Objective 1 >>
Translate into Spanish this sentence from the article on TruFin below: "TruFin bought a majority stake in Playstack Ltd in 2019 for its games industry expertise, in order to develop a business of providing loans to video game developers."

Quoted passage >>
IN DEPTH: FinTech TruFin Not Yet Ready To Cast Off Its ‘Mortal Shell’

(The following article is an example of executive interviews by Alliance News journalists. Our IN DEPTH reporting is available only on Alliance News professional services.)

12 Feb 2021, 17:28:29 GMT

(Alliance News) – TruFin PLC dramatically broadened its ownership earlier this month as its dominant shareholder sold stock, but the fintech firm with an interesting sideline in video game publishing is not rushing to sell one of its crown jewels.

The AIM-listed financial technology firm has found itself the beneficiary of a hit role playing video game, launched last August on the PlayStation 4, Xbox One and PC. In ‘Mortal Shell’, players are invited to “possess…the anima of defeated warriors”.

“Inhabit these mortal shell and open your understanding to their unique masteries of combat,” the game offers against dark images of sharp swords and spiky maces.

It is a long way from banking, invoice lending and the other financial offerings of TruFin, but Chief Executive Officer James van den Bergh explained that ‘Mortal Shell’ emerged from the deep approach that the company’s takes in each of its financial services verticals.

TruFin bought a majority stake in Playstack Ltd in 2019 for its games industry expertise, in order to develop a business of providing loans to video game developers. In a form of invoice lending, Playstack provided loans to mobile game developers to tide them over until they start receiving revenue-sharing payments from app stores, such as those of Apple Inc and Alphabet Inc’s Google.

Objective 2 >>
Reproduce word for word everything in the listing below from the line containing "402, row 365." down to the line containing "column 77, row 330", both of those lines included.

Information shown >>

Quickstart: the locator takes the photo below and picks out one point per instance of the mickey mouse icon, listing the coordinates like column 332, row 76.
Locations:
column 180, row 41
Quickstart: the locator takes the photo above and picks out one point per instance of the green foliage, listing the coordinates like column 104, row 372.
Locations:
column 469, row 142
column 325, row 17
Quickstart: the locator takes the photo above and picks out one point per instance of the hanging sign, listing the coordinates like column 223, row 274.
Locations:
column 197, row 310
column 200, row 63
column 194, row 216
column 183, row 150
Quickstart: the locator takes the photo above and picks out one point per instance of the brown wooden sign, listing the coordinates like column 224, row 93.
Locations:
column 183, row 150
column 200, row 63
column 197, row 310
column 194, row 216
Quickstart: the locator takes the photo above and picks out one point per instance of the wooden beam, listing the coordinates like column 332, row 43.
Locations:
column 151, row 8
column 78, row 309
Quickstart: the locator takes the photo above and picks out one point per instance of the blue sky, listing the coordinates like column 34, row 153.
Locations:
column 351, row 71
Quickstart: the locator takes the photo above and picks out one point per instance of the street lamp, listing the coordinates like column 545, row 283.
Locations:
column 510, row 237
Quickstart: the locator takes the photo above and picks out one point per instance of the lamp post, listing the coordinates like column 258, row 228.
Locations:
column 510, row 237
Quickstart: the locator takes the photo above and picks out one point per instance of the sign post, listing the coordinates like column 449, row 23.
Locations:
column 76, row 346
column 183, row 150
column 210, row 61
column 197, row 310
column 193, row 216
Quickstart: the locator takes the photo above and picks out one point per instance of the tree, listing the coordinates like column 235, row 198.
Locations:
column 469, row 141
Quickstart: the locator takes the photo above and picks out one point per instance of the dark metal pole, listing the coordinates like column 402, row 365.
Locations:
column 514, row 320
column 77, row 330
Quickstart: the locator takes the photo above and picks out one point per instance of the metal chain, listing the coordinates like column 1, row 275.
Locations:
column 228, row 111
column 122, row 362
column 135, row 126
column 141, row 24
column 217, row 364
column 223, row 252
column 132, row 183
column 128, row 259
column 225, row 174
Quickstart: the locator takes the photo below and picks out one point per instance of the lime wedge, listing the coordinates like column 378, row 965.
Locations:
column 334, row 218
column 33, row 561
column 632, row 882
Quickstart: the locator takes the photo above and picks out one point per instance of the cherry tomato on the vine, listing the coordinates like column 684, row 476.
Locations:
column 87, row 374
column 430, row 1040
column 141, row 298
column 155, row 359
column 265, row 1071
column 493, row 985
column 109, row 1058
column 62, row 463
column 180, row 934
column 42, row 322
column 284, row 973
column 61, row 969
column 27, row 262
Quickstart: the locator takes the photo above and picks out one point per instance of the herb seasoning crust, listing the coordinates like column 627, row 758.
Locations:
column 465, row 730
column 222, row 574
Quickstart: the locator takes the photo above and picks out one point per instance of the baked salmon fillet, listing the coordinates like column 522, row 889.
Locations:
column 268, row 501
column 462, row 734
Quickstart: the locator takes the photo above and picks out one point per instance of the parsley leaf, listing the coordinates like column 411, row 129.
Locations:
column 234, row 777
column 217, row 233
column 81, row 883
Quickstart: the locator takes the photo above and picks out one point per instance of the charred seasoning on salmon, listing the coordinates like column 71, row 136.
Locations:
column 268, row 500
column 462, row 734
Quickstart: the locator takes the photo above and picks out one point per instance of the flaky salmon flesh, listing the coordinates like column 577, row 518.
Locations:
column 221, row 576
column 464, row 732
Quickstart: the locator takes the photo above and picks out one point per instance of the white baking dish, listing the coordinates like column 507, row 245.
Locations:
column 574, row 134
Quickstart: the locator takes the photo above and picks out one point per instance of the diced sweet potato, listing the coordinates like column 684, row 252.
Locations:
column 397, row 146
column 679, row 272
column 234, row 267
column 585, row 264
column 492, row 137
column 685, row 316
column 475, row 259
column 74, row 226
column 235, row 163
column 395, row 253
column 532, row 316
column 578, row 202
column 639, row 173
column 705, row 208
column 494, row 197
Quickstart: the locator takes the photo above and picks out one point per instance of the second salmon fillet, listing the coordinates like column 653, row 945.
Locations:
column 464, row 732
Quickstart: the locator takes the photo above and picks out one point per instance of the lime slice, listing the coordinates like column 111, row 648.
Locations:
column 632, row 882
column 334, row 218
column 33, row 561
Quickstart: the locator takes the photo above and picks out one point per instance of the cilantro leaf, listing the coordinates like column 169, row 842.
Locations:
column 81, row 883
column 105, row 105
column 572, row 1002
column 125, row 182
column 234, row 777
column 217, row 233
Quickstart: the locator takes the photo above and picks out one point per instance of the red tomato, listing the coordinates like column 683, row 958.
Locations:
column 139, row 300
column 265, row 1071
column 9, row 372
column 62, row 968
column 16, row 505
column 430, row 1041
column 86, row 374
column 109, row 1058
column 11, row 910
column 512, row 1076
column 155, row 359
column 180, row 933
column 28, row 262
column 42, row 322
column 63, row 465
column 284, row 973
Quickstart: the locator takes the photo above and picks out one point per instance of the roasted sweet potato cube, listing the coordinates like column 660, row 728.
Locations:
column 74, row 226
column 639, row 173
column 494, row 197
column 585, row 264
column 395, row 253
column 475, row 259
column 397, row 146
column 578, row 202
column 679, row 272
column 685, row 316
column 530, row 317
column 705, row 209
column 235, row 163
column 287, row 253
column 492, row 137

Task result 1 >>
TruFin compró una participación mayoritaria en Playstack Ltd en 2019 por su experiencia en la industria de los videojuegos, con el fin de desarrollar un negocio de concesión de préstamos a desarrolladores de videojuegos.

Task result 2 >>
Quickstart: the locator takes the photo above and picks out one point per instance of the dark metal pole, listing the coordinates like column 402, row 365.
Locations:
column 514, row 320
column 77, row 330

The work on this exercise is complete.